**Travail à faire:**
Recopiez mot pour mot le passage du texte sur l’interdiction de viande le vendredi qui commence par « Mais revenons à » et s’achève sur « viande le vendredi? ».

**Texte à lire:**
--------------------
Mais revenons à « nos poissons », quelle qu’elle soit la raison pour laquelle le poisson et les fruits de mer ne sont pas considérés comme de « la chair animale » dans les interdit de l’église, elle est paradoxale sinon contradictoire, à mon sens bien entendu, et le grand perdant de cette histoire est toujours le pauvre poisson et ses compagnons d’infortune!
Pourquoi l’interdiction de viande le vendredi?
Adolescente, je me souviens d’avoir respecté parfois l’interdiction de viande le vendredi saint des catholiques. En Argentine, pays de la viande, cette règle était vécue comme un vrai sacrifice! Cependant je ne me suis jamais posé la question de cette tradition liturgique.
A l’époque on nous disait tout simplement que c’était parce que la mort de Jésus était survenue un vendredi.

En cherchant à comprendre aujourd’hui pourquoi cette interdiction concernait uniquement les vendredis (pour les plus pratiquants ) et le vendredi saint pour la plupart des chrétiens, j’ai trouvé l’explication qui suit.
Puisque l’on croit que le Christ a souffert et est mort sur la croix un vendredi, les chrétiens ont dès les premiers temps privilégié cette journée pour unir leurs souffrances à celles de Jésus. Ceci conduisit l’Église à reconnaître chaque vendredi comme un « Vendredi saint » pendant lequel les chrétiens peuvent se souvenir de la passion du Christ en offrant une forme spécifique de pénitence. L’abstinence de viande .
--------------------
**Jeu de données:**
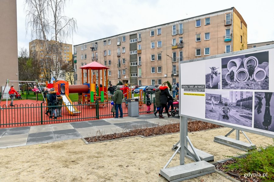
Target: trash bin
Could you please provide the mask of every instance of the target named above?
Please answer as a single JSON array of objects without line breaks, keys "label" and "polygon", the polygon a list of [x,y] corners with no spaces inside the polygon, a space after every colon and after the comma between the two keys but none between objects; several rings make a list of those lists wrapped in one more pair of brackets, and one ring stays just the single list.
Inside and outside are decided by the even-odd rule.
[{"label": "trash bin", "polygon": [[139,116],[139,99],[128,99],[128,112],[129,116]]}]

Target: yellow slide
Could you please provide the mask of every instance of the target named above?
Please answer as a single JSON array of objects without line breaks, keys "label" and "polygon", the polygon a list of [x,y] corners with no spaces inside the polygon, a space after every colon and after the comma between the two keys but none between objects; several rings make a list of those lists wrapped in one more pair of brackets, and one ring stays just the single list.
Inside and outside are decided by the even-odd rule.
[{"label": "yellow slide", "polygon": [[72,102],[71,100],[70,99],[67,95],[61,95],[63,97],[63,100],[64,101],[64,104],[66,105],[67,110],[68,113],[72,115],[76,114],[79,114],[81,113],[81,111],[79,111],[77,110],[76,108],[74,106],[72,106]]}]

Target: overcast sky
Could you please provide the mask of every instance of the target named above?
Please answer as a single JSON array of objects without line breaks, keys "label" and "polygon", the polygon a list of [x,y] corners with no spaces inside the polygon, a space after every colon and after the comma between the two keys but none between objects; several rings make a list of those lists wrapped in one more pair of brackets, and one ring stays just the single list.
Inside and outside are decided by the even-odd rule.
[{"label": "overcast sky", "polygon": [[[248,43],[274,40],[272,0],[71,0],[64,15],[76,19],[78,29],[66,43],[79,44],[232,7],[247,24]],[[19,49],[32,40],[26,33],[24,7],[23,0],[17,0]]]}]

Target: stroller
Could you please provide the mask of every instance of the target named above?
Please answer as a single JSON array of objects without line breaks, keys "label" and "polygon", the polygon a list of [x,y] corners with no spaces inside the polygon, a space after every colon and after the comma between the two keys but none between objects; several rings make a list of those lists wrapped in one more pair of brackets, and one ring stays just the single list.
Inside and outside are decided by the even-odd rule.
[{"label": "stroller", "polygon": [[22,98],[21,97],[21,94],[18,93],[15,94],[15,98],[18,100],[22,99]]}]

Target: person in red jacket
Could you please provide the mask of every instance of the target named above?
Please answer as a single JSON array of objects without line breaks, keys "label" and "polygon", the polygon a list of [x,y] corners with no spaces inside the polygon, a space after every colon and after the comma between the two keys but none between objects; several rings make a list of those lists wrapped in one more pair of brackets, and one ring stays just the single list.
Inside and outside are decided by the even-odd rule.
[{"label": "person in red jacket", "polygon": [[14,99],[14,95],[16,93],[18,93],[18,92],[16,91],[15,89],[14,89],[14,86],[12,85],[10,87],[10,89],[9,91],[9,97],[11,99],[12,101],[10,102],[10,105],[11,106],[14,106],[13,105],[13,99]]},{"label": "person in red jacket", "polygon": [[123,92],[123,94],[125,96],[125,100],[126,101],[126,107],[128,106],[128,102],[127,99],[128,98],[128,90],[129,90],[128,88],[128,84],[125,84],[125,87],[124,88],[124,91]]}]

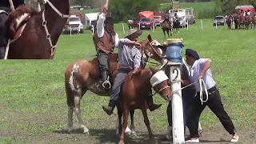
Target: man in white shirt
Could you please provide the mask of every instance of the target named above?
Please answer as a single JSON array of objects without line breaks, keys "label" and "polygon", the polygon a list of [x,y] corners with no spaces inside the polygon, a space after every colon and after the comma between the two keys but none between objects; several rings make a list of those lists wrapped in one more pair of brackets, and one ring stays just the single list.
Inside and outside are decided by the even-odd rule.
[{"label": "man in white shirt", "polygon": [[[200,100],[200,87],[199,83],[194,84],[197,91],[197,96],[194,101],[194,106],[190,114],[188,116],[189,122],[187,122],[187,126],[190,129],[190,137],[186,138],[186,142],[199,142],[198,138],[198,121],[199,117],[206,106],[214,113],[218,118],[222,126],[230,134],[232,134],[232,139],[230,142],[238,142],[238,135],[236,132],[234,126],[225,111],[221,96],[219,94],[218,89],[216,87],[216,82],[213,78],[210,66],[211,60],[209,58],[200,58],[198,53],[191,49],[186,50],[186,60],[191,68],[189,70],[189,81],[182,80],[182,83],[188,85],[197,82],[202,78],[206,86],[208,91],[208,100],[206,102],[202,102]],[[202,100],[206,99],[206,94],[202,93]]]},{"label": "man in white shirt", "polygon": [[114,54],[114,47],[118,46],[119,41],[118,34],[114,30],[113,18],[107,16],[107,5],[108,0],[98,17],[97,33],[93,37],[102,74],[102,86],[105,89],[111,87],[109,81],[108,56]]}]

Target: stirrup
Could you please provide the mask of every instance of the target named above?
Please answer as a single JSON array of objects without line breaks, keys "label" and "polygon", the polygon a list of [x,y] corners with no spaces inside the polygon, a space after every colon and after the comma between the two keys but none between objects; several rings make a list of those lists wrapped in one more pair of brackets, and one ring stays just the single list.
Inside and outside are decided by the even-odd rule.
[{"label": "stirrup", "polygon": [[102,83],[102,86],[106,89],[105,87],[105,84],[109,84],[110,85],[110,87],[108,87],[107,89],[110,89],[111,87],[111,84],[110,84],[110,76],[107,76],[107,78],[106,80]]}]

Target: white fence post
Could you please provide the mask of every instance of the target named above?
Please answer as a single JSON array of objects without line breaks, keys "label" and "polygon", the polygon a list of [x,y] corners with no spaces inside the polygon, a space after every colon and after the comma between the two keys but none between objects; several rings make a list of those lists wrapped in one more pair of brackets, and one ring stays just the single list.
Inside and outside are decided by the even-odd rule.
[{"label": "white fence post", "polygon": [[217,29],[217,26],[218,24],[217,24],[217,19],[215,19],[215,26],[216,26],[216,29]]}]

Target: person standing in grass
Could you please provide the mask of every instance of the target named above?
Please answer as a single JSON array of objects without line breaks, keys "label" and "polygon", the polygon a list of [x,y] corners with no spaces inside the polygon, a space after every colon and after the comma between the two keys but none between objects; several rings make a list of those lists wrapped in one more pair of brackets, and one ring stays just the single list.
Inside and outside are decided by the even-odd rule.
[{"label": "person standing in grass", "polygon": [[190,137],[186,138],[186,142],[199,142],[198,122],[200,115],[206,106],[218,118],[226,130],[232,134],[230,142],[238,142],[238,134],[230,116],[224,110],[218,89],[211,74],[211,60],[210,58],[200,58],[198,53],[191,49],[186,50],[186,60],[187,64],[191,66],[191,68],[189,70],[189,80],[182,80],[182,83],[189,85],[202,78],[205,82],[208,91],[208,100],[202,102],[202,100],[207,98],[206,94],[206,92],[202,93],[202,100],[201,100],[199,83],[194,84],[197,95],[194,99],[192,110],[188,116],[187,126],[190,130]]}]

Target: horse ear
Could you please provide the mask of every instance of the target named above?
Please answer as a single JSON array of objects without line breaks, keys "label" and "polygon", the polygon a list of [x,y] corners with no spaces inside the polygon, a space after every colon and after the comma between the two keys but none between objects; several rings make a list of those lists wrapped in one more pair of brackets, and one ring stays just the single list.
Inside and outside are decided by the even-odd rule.
[{"label": "horse ear", "polygon": [[150,34],[149,34],[149,35],[147,36],[147,39],[150,41],[150,42],[152,42],[152,37],[151,37]]}]

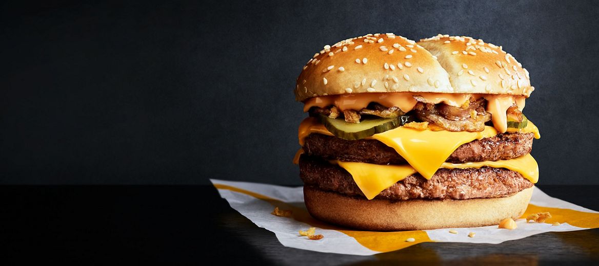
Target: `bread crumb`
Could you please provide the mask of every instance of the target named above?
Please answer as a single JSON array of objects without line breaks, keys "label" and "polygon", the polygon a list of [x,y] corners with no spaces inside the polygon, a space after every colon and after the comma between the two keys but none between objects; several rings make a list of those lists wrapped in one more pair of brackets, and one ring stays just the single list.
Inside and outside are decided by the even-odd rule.
[{"label": "bread crumb", "polygon": [[280,217],[291,217],[291,215],[293,213],[291,210],[281,210],[279,209],[279,207],[275,207],[274,210],[270,214]]},{"label": "bread crumb", "polygon": [[419,130],[424,130],[428,128],[428,122],[410,122],[404,124],[404,127],[411,127]]},{"label": "bread crumb", "polygon": [[322,234],[314,234],[312,236],[308,236],[308,239],[310,240],[320,240],[324,237]]},{"label": "bread crumb", "polygon": [[509,229],[510,230],[516,229],[518,226],[516,225],[516,222],[512,218],[506,218],[499,222],[500,228]]},{"label": "bread crumb", "polygon": [[314,234],[316,233],[316,227],[310,227],[307,230],[300,230],[300,236],[308,237],[308,239],[311,240],[319,240],[324,237],[322,234]]},{"label": "bread crumb", "polygon": [[551,214],[549,212],[539,212],[528,215],[526,218],[526,222],[533,221],[534,222],[545,222],[545,221],[550,218]]},{"label": "bread crumb", "polygon": [[300,236],[307,237],[309,236],[312,236],[316,233],[316,228],[310,227],[310,228],[308,228],[307,230],[305,231],[300,230]]}]

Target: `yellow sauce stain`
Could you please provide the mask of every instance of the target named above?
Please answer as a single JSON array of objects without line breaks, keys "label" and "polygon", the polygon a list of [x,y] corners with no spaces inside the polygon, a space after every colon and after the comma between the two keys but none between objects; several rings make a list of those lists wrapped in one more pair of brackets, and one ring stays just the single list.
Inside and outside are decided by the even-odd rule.
[{"label": "yellow sauce stain", "polygon": [[599,213],[580,212],[569,209],[541,207],[529,204],[524,214],[520,218],[526,219],[527,216],[531,214],[545,212],[551,214],[551,218],[545,221],[545,223],[547,224],[558,222],[560,224],[568,223],[570,225],[583,228],[599,228]]},{"label": "yellow sauce stain", "polygon": [[[266,201],[274,207],[285,210],[291,210],[292,217],[298,222],[304,222],[311,227],[322,229],[336,230],[350,237],[353,237],[358,243],[372,250],[379,252],[388,252],[413,246],[420,243],[431,242],[426,232],[423,231],[403,231],[397,232],[374,232],[367,231],[354,231],[345,230],[314,219],[304,208],[281,201],[261,194],[246,189],[223,184],[214,184],[219,189],[228,189],[231,191],[244,194],[256,198]],[[270,214],[270,213],[269,213]],[[406,240],[413,238],[415,241],[407,242]]]}]

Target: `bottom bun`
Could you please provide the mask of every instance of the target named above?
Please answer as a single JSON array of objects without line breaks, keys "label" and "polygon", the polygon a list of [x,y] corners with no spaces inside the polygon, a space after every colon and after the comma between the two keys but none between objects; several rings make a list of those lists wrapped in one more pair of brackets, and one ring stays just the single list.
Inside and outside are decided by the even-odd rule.
[{"label": "bottom bun", "polygon": [[497,225],[519,218],[534,186],[510,197],[470,200],[386,200],[347,197],[304,186],[310,214],[331,224],[370,231],[423,230]]}]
--------------------
**Solution proposée:**
Mais revenons à « nos poissons », quelle qu’elle soit la raison pour laquelle le poisson et les fruits de mer ne sont pas considérés comme de « la chair animale » dans les interdit de l’église, elle est paradoxale sinon contradictoire, à mon sens bien entendu, et le grand perdant de cette histoire est toujours le pauvre poisson et ses compagnons d’infortune!
Pourquoi l’interdiction de viande le vendredi?